▶ What needs to be done
Write out every line starting at the one containing "Can you find the wooden bench?" and ending at the one containing "point(1077, 573)". Shift each answer coordinate by adding 94 to it.

Stored entries

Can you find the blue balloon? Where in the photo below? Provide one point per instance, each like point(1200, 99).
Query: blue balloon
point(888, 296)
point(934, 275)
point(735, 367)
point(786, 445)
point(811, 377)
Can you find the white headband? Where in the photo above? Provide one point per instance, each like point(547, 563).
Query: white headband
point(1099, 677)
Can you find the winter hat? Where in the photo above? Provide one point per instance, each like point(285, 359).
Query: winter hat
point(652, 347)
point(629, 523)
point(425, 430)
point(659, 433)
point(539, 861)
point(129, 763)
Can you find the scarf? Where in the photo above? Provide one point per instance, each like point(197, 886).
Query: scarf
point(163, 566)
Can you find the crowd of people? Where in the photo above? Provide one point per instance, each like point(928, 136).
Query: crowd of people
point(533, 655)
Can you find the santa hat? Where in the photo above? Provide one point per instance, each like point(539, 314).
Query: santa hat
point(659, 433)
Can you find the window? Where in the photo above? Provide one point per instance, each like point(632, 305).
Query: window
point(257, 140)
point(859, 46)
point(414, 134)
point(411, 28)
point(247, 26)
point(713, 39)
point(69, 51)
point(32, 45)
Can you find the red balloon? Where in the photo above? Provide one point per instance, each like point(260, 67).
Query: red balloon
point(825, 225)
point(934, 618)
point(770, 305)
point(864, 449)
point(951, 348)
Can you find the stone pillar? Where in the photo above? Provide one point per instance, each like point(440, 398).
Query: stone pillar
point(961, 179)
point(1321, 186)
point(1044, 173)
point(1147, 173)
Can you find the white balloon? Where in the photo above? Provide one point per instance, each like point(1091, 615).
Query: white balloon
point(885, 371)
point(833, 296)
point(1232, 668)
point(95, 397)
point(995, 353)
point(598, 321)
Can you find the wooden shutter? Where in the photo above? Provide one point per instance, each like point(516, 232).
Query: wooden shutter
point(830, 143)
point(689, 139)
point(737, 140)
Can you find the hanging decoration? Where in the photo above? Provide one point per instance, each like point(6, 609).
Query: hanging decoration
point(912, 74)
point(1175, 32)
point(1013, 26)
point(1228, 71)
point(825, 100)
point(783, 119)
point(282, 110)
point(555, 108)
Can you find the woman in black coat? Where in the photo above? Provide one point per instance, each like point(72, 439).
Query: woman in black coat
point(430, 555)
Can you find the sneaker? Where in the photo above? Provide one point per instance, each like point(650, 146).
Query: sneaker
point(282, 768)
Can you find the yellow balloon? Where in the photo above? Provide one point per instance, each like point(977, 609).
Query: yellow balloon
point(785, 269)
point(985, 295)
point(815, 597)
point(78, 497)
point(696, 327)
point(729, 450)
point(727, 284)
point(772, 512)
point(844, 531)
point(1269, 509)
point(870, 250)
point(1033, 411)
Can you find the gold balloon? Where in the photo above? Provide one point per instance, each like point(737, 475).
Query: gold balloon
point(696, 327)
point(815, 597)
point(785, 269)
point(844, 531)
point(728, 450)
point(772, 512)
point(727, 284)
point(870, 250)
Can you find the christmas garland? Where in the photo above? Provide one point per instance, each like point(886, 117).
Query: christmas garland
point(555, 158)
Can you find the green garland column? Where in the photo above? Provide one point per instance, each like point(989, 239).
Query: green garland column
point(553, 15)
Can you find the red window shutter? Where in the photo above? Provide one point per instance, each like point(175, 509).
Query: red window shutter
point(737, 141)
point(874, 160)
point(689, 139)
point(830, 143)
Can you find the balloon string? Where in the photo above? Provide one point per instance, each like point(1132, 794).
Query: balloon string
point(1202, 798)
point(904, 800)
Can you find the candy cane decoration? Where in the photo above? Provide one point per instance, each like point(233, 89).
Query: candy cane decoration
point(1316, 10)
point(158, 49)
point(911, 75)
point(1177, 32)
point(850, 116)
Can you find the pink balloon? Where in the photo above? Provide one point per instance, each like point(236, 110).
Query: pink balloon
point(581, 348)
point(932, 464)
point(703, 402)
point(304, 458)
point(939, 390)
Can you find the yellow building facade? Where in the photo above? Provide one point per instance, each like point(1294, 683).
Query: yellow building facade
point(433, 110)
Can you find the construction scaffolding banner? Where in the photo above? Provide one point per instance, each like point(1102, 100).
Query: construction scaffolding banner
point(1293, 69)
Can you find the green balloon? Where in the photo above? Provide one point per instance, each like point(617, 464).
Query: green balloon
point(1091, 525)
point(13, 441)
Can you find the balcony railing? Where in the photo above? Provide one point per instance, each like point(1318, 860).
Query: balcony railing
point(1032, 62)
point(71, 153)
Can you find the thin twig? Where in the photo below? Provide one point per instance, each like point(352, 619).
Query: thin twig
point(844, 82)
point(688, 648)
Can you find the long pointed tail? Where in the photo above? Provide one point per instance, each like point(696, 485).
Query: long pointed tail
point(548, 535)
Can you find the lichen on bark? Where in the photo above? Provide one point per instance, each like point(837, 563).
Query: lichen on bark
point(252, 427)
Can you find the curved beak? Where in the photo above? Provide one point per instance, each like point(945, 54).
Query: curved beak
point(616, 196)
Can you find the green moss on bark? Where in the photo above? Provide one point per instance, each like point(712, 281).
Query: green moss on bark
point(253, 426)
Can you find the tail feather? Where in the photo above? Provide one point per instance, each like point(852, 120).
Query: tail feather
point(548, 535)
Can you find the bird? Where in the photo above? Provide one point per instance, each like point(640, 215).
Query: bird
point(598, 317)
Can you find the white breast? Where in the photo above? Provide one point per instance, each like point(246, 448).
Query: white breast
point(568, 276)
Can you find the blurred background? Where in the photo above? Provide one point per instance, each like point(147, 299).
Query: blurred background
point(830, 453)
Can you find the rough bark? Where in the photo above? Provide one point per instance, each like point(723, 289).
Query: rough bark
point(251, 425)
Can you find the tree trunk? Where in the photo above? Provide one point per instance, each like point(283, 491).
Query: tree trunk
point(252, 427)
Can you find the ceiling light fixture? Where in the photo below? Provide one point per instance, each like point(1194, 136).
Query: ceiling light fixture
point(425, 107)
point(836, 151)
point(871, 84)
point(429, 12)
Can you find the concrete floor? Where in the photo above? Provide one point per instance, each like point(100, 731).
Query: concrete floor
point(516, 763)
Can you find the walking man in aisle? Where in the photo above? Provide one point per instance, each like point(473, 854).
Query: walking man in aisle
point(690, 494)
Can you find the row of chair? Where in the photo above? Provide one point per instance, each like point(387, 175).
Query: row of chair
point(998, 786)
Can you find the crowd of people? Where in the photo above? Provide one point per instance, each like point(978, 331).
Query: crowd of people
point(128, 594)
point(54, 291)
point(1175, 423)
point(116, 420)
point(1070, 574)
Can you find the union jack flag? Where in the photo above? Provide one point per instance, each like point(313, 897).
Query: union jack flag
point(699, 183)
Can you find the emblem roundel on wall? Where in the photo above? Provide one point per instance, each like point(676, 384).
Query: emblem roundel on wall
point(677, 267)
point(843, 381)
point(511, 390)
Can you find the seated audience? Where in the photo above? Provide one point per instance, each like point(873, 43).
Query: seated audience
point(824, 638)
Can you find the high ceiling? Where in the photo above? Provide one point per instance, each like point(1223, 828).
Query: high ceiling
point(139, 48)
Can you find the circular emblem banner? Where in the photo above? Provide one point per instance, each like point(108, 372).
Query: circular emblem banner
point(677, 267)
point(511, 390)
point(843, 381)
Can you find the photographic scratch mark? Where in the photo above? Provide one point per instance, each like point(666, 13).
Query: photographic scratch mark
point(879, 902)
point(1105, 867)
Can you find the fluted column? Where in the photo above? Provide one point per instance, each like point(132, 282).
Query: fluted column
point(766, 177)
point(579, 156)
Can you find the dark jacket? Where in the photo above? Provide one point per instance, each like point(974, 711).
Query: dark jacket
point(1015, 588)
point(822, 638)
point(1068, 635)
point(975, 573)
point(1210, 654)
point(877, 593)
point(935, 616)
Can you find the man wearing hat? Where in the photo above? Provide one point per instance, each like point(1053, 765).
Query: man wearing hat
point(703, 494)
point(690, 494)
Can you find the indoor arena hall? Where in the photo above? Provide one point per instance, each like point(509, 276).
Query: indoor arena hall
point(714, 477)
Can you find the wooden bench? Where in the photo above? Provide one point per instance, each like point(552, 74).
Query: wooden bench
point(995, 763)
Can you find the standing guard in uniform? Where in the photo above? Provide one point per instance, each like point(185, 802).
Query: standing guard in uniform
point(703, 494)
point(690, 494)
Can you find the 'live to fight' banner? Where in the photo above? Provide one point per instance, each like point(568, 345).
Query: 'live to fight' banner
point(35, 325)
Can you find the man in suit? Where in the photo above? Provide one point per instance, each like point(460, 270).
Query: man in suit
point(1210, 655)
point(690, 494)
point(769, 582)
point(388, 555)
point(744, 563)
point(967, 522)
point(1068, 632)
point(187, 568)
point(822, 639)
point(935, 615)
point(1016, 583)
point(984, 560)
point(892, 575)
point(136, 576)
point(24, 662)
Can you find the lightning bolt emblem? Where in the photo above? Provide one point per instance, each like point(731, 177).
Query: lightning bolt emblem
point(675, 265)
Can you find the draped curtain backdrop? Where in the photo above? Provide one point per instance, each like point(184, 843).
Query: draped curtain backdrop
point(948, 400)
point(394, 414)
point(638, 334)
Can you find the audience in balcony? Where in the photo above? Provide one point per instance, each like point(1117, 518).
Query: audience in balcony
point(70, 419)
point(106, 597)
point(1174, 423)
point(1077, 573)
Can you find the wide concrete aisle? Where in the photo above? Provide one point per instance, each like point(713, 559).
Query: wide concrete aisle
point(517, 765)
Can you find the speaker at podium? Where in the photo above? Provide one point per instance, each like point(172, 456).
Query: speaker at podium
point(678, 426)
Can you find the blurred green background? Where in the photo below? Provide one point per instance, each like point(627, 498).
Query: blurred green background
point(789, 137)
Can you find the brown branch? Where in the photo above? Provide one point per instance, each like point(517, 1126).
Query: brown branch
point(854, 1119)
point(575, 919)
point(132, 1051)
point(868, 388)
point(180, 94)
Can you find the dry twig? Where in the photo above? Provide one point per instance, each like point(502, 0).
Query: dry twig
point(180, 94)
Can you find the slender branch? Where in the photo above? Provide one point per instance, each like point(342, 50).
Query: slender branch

▶ Completed task
Can you find the wooden bench? Where in the photo above? Provide one point per instance, each like point(552, 74).
Query: wooden bench
point(1089, 857)
Can you find the standing guard in uniform? Where in the photo above? Provide one point per instance, each like point(185, 802).
Query: standing guard in uniform
point(797, 588)
point(784, 588)
Can you find the 'live to fight' banner? Where in the photo above? Provide one point per instance, each like point(568, 345).
Query: 'live to fight' banner
point(129, 419)
Can you find the man in suit? Where in the photo above? Provide one point per instance, each like point(460, 270).
Query: man in suit
point(1304, 749)
point(784, 588)
point(863, 676)
point(482, 649)
point(838, 657)
point(1061, 616)
point(1162, 726)
point(281, 662)
point(916, 733)
point(1029, 709)
point(1110, 677)
point(1078, 654)
point(986, 669)
point(230, 670)
point(118, 756)
Can you find the lightning bolt emblem? Where in the photo above? Provide one point per instance, each like point(731, 177).
Query: lightning bolt emblem
point(769, 359)
Can you find the draped curtain backdrop? Where in the photo above? Provide one point per instance, each like point(184, 843).
Query: draped curtain backdrop
point(1042, 494)
point(488, 508)
point(732, 428)
Can you find the audience in balcony? Where in the photo above? Provide one point per instance, each like point(1117, 518).
Query: audience in balcony
point(164, 513)
point(200, 691)
point(1268, 517)
point(1171, 667)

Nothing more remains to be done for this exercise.